▸ Task goal: In the entries below, some lines hold the string "distant"; please say how many, giving the number and nothing else.

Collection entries

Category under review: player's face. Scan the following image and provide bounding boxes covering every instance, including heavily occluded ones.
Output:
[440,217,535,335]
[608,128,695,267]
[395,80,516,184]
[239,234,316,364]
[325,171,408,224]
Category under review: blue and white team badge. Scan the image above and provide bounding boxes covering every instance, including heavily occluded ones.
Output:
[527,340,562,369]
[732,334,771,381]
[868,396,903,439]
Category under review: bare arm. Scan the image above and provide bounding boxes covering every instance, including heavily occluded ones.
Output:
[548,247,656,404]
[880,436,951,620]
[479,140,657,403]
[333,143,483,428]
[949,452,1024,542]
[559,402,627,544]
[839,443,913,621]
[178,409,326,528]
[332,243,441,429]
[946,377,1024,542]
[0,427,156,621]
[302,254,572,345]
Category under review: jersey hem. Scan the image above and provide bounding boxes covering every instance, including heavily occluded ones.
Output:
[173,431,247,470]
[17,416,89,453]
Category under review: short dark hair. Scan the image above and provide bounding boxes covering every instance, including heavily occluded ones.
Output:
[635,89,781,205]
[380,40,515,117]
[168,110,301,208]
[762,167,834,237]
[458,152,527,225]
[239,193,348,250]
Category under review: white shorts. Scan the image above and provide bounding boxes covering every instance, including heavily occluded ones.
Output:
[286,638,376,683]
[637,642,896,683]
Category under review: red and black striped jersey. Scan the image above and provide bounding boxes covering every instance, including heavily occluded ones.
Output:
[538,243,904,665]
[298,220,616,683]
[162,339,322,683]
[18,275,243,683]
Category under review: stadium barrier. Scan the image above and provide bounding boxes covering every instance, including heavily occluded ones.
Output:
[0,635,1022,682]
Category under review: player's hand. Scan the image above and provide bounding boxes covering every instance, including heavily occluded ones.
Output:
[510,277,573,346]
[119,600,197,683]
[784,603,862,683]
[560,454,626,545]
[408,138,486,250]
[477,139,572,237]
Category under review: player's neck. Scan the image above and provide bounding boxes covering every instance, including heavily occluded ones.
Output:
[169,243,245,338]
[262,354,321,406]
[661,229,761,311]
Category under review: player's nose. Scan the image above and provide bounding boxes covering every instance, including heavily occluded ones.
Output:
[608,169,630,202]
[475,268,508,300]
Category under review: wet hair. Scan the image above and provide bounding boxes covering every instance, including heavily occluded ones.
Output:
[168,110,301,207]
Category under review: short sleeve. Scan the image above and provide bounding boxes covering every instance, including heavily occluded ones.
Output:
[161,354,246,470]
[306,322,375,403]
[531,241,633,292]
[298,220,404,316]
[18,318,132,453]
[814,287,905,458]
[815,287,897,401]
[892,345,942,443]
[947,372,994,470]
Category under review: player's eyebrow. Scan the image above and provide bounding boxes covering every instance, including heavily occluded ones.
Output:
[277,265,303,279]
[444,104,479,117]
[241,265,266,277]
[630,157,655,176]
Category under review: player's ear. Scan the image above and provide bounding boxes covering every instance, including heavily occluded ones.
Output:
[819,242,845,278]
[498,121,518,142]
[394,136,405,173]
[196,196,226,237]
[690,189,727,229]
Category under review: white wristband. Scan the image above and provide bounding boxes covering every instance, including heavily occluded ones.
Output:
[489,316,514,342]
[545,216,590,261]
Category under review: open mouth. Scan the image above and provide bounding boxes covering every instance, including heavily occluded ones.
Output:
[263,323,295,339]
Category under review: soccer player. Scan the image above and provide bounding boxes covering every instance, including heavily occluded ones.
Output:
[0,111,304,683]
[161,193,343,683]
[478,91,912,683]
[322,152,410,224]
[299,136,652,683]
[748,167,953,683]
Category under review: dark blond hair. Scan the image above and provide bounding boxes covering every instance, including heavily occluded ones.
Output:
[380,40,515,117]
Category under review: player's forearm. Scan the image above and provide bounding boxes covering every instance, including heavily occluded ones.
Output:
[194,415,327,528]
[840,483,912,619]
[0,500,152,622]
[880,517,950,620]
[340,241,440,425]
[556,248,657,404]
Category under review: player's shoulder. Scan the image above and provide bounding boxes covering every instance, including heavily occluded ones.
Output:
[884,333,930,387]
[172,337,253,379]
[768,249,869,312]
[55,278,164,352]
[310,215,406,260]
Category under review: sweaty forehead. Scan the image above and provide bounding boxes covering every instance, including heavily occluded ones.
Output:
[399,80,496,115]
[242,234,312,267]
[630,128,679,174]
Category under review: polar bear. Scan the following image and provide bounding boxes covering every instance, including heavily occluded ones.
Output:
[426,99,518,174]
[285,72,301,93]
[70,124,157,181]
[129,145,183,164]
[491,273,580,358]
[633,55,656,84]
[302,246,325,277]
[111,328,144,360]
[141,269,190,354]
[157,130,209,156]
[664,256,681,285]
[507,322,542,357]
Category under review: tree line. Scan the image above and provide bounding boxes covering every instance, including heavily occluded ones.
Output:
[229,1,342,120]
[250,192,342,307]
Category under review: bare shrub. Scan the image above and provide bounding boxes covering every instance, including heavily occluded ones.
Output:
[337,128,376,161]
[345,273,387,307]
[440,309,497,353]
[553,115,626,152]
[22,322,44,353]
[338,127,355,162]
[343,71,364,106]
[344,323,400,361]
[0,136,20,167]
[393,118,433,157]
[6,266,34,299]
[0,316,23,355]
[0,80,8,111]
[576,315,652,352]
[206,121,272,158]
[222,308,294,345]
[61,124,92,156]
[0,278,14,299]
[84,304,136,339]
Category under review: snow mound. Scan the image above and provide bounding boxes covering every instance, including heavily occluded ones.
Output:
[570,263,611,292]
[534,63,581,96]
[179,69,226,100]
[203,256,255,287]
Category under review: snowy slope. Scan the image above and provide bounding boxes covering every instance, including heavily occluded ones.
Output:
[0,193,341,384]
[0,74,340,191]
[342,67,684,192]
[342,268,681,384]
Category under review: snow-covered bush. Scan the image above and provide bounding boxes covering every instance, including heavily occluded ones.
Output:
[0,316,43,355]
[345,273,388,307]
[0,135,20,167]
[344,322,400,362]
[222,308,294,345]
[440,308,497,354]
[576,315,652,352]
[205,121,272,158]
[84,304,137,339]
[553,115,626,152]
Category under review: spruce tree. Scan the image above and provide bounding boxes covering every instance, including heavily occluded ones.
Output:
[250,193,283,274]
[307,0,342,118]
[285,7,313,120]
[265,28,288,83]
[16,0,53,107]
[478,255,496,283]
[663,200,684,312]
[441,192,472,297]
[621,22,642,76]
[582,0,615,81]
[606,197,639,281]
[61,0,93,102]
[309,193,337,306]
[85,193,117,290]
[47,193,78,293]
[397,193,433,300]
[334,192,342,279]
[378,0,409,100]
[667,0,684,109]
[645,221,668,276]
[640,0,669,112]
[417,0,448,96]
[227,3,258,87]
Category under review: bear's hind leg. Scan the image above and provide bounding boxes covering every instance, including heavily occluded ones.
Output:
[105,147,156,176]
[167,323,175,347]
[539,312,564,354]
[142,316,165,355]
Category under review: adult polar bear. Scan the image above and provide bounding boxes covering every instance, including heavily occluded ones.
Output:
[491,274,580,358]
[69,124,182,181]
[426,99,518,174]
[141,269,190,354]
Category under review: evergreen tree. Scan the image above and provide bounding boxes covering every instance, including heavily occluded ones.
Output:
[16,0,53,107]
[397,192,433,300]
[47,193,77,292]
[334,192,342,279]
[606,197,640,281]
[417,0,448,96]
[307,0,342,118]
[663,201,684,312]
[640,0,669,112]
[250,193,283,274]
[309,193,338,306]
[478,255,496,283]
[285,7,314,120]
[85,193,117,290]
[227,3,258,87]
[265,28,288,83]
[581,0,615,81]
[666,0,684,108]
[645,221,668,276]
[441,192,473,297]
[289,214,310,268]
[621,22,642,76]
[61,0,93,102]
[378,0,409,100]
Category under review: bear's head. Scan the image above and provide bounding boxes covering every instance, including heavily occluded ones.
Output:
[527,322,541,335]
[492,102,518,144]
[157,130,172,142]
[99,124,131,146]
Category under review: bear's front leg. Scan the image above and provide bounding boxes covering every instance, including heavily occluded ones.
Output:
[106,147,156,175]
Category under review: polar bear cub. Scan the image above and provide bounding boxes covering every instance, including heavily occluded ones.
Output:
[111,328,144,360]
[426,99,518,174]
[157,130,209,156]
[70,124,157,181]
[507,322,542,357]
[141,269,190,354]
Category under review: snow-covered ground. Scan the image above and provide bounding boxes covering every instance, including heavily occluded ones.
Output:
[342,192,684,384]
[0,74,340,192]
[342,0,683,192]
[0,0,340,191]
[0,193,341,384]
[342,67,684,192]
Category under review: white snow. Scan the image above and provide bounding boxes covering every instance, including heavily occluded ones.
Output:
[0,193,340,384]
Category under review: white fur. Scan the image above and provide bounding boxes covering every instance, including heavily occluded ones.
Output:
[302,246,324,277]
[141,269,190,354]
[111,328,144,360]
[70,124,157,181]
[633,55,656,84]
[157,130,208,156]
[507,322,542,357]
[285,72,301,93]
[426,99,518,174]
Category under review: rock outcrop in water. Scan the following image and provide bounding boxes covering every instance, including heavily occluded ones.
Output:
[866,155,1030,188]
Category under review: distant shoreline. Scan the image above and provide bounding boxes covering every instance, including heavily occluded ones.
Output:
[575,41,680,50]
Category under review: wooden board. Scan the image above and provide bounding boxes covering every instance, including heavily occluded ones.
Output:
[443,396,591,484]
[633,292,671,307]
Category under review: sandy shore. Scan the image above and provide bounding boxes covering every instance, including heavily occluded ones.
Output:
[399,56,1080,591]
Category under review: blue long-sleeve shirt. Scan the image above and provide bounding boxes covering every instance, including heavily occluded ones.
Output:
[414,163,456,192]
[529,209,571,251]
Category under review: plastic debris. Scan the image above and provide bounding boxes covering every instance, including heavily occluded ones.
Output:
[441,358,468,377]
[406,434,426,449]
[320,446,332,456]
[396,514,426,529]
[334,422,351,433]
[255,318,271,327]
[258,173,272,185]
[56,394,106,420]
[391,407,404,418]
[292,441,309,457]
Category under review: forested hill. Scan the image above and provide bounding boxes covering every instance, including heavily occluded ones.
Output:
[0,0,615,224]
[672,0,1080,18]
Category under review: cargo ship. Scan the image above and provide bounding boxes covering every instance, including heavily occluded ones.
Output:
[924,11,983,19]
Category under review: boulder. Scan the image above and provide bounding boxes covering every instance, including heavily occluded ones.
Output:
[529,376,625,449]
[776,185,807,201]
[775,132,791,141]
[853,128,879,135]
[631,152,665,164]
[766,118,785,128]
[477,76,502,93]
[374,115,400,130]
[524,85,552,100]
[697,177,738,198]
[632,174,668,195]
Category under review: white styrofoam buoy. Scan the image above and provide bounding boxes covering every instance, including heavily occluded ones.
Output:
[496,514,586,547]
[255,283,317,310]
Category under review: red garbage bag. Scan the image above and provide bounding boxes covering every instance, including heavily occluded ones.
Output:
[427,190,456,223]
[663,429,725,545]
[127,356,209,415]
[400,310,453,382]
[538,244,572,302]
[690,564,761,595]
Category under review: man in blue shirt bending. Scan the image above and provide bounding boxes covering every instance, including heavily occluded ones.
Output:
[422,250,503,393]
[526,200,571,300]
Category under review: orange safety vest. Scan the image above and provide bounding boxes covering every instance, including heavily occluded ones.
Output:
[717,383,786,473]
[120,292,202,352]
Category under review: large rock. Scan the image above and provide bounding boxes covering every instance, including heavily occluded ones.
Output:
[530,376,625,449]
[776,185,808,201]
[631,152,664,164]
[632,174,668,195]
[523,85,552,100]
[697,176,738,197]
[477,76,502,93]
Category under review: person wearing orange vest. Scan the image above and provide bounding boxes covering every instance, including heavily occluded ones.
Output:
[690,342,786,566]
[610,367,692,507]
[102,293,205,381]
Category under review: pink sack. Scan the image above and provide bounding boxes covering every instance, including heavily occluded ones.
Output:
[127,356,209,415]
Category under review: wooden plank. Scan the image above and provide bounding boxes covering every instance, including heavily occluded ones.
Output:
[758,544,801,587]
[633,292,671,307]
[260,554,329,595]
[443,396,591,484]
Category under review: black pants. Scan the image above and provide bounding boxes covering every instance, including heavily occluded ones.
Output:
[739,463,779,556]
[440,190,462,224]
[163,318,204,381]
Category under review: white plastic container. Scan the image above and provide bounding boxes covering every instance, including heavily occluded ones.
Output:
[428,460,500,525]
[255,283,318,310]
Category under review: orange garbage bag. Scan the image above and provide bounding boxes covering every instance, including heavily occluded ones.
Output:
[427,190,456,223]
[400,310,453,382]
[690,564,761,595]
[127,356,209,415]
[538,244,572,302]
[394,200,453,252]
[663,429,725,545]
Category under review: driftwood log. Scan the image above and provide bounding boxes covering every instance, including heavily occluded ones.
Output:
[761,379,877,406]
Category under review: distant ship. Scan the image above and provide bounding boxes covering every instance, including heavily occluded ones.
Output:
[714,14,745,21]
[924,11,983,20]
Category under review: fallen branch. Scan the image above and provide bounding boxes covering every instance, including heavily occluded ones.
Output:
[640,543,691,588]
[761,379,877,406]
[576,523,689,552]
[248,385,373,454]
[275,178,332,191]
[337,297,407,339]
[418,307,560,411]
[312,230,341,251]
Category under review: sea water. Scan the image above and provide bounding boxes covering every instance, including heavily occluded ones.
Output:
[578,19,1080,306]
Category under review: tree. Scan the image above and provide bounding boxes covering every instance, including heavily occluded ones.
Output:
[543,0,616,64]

▸ Answer to this exercise: 2